_Supplied information_

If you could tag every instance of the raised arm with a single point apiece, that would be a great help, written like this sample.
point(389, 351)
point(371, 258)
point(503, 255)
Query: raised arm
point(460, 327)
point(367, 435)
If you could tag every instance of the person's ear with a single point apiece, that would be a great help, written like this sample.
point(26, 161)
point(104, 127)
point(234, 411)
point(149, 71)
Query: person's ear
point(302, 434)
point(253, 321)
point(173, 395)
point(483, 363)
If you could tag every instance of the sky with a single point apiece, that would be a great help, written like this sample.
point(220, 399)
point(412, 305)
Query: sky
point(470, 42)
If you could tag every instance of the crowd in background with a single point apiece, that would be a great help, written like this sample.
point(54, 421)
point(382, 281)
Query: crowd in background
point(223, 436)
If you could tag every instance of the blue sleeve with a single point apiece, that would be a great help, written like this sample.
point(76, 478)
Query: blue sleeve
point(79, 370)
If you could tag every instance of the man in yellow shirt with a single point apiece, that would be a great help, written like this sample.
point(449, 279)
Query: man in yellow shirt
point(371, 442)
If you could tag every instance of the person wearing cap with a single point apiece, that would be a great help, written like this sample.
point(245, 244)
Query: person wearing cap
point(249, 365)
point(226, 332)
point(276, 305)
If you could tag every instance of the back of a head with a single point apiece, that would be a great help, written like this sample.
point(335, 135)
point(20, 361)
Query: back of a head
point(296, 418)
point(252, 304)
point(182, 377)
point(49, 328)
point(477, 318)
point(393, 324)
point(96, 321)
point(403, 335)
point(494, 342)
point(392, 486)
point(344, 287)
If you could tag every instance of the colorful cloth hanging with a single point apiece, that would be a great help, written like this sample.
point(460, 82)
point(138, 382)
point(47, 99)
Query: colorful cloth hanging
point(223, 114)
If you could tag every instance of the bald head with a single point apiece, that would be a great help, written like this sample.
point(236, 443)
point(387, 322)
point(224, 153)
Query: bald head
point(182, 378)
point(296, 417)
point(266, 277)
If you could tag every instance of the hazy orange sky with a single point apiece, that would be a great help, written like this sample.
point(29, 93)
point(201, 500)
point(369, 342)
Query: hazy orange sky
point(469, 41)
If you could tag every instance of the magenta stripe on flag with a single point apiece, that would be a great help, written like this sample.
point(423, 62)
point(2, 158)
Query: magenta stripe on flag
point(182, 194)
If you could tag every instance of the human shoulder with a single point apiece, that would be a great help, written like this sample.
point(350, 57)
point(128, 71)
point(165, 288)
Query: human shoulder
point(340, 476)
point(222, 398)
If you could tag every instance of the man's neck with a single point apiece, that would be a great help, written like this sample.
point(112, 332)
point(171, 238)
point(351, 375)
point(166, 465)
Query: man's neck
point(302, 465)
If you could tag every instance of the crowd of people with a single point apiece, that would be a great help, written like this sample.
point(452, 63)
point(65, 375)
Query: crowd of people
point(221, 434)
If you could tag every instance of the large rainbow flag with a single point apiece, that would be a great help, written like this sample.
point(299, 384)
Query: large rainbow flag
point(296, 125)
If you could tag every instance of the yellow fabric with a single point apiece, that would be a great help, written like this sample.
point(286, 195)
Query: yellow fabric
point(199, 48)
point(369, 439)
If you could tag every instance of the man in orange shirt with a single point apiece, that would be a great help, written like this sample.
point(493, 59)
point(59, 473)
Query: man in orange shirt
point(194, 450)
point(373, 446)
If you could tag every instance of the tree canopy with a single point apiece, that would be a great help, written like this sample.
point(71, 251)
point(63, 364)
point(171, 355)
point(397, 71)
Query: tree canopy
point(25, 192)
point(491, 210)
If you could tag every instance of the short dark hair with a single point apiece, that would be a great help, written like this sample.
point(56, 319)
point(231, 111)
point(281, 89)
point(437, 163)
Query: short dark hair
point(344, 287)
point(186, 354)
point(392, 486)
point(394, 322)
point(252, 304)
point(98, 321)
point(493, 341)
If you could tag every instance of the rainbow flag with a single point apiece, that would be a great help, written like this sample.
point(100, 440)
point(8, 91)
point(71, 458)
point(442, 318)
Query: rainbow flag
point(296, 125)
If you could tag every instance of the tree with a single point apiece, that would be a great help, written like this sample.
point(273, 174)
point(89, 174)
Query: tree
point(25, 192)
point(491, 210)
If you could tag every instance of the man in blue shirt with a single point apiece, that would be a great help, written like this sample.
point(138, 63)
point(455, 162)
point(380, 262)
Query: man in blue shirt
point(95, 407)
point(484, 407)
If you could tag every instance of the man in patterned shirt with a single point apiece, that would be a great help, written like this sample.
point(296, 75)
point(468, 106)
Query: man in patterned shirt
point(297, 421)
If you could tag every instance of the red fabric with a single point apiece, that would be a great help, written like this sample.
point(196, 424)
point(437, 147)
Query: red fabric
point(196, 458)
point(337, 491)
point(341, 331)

_Prompt_
Quote every line of the data, word for word.

_Final answer_
If you could tag every instance of the raised arm with a single point apiece, that would be a great help, written like this sample.
point(389, 351)
point(371, 258)
point(503, 255)
Query: raised arm
point(460, 327)
point(367, 435)
If you could tag every instance of the person's ear with a single point apiece, that would be a great help, written like this sample.
point(26, 161)
point(104, 127)
point(234, 411)
point(149, 71)
Query: person's ear
point(302, 434)
point(253, 321)
point(173, 395)
point(483, 363)
If you could tag every instance of the sky with a single point apiece, that would be a great help, written like this sample.
point(220, 399)
point(412, 305)
Query: sky
point(470, 42)
If you could tag every instance of the crowd in background with a single point apiece, that would be a great help, written like this sample.
point(54, 421)
point(382, 281)
Query: crowd in background
point(223, 436)
If you could tag every instance of the blue sleeve with a single point apiece, that would be a great help, written like this sample.
point(76, 478)
Query: blue sleeve
point(79, 370)
If you could tag every instance of the man in yellow shirt with a single point apiece, that would be a great help, written like this sample.
point(449, 279)
Query: man in yellow shirt
point(371, 442)
If you could tag every instance of the person wearing cap with a single point apiece, that would be a great help, written like this sample.
point(245, 244)
Query: person wearing cap
point(249, 365)
point(226, 332)
point(276, 305)
If you could tag every instance of the back of a head with a single point apiece, that would be a great help, written like this sample.
point(335, 135)
point(20, 361)
Query: back of a head
point(296, 418)
point(252, 304)
point(182, 377)
point(49, 328)
point(477, 318)
point(393, 324)
point(96, 321)
point(403, 335)
point(494, 342)
point(392, 486)
point(344, 287)
If you could tag every instance of the colorful cloth hanging with a single point apiece, that would be a great help, written like this sample.
point(460, 82)
point(138, 382)
point(47, 99)
Query: colorful cloth hanging
point(223, 114)
If you could tag every instance of the bald head with a single point apiece, that would be a great help, written like this sample.
point(236, 443)
point(387, 322)
point(224, 153)
Query: bald head
point(182, 378)
point(296, 417)
point(266, 277)
If you could tag every instance of the hazy orange sky with a single point apiece, that would be a great help, written like this sample.
point(29, 93)
point(201, 500)
point(369, 342)
Query: hazy orange sky
point(469, 41)
If you could tag every instance of the magenta stripe on flag with a single point apiece, that would be a great help, written like this sample.
point(423, 62)
point(2, 158)
Query: magenta stripe on flag
point(182, 194)
If you could tag every instance of the human shoulder with a single point apiece, that would be a great help, written like this sample.
point(350, 57)
point(128, 71)
point(165, 288)
Query: human shoulder
point(340, 476)
point(222, 398)
If you could tag every instance of the man's neck with a single point apiece, that would be a great help, written like this sample.
point(112, 332)
point(171, 238)
point(351, 375)
point(166, 465)
Query: man's neck
point(302, 465)
If you could tag every instance of the crowd of people with a single point apiece, that would be a great help, written like this sample.
point(452, 63)
point(65, 375)
Query: crowd of people
point(221, 434)
If you could tag every instance of the large rainbow flag with a single point apiece, that would be a great help, written like this sample.
point(299, 384)
Query: large rainbow flag
point(296, 125)
If you could tag every instance of the yellow fabric with a single point apiece, that would be a great help, written like this sample.
point(286, 195)
Query: yellow fabric
point(199, 48)
point(369, 439)
If you could tag every instance of the man in orange shirt with a single point apiece, that would be a great help, written like this sample.
point(493, 59)
point(59, 473)
Query: man in orange shirt
point(194, 450)
point(373, 446)
If you could tag every instance of the tree canopy with a single point apiece, that would be a great help, written like this sample.
point(71, 251)
point(63, 364)
point(171, 355)
point(397, 71)
Query: tree canopy
point(25, 192)
point(491, 210)
If you could tag every instance of the short dark hair with a single point apiece, that would be a great help, written like this sample.
point(56, 319)
point(231, 111)
point(281, 89)
point(437, 163)
Query: short dark hair
point(344, 287)
point(186, 354)
point(392, 486)
point(394, 322)
point(252, 304)
point(98, 321)
point(493, 341)
If you could tag every instance of the rainbow flag with a single point apiece, that would be a great help, written like this sample.
point(100, 440)
point(8, 91)
point(71, 458)
point(442, 318)
Query: rainbow flag
point(296, 125)
If you could tag every instance of the tree with a single point apiece, that would be a great help, written like this sample.
point(273, 174)
point(89, 174)
Query: tree
point(25, 192)
point(491, 210)
If you could tag every instance of the man in blue shirt with a single point apiece, that would be a great help, written like this sample.
point(138, 63)
point(455, 162)
point(380, 262)
Query: man in blue shirt
point(95, 407)
point(484, 407)
If you could tag every instance of the man in patterned shirt with a single point apiece, that would be a great help, written like this sample.
point(296, 75)
point(468, 106)
Query: man in patterned shirt
point(297, 421)
If you could tag every instance of the red fabric with a single point apiece, that would be a great help, written like this sample.
point(196, 424)
point(437, 147)
Query: red fabric
point(196, 458)
point(337, 491)
point(341, 331)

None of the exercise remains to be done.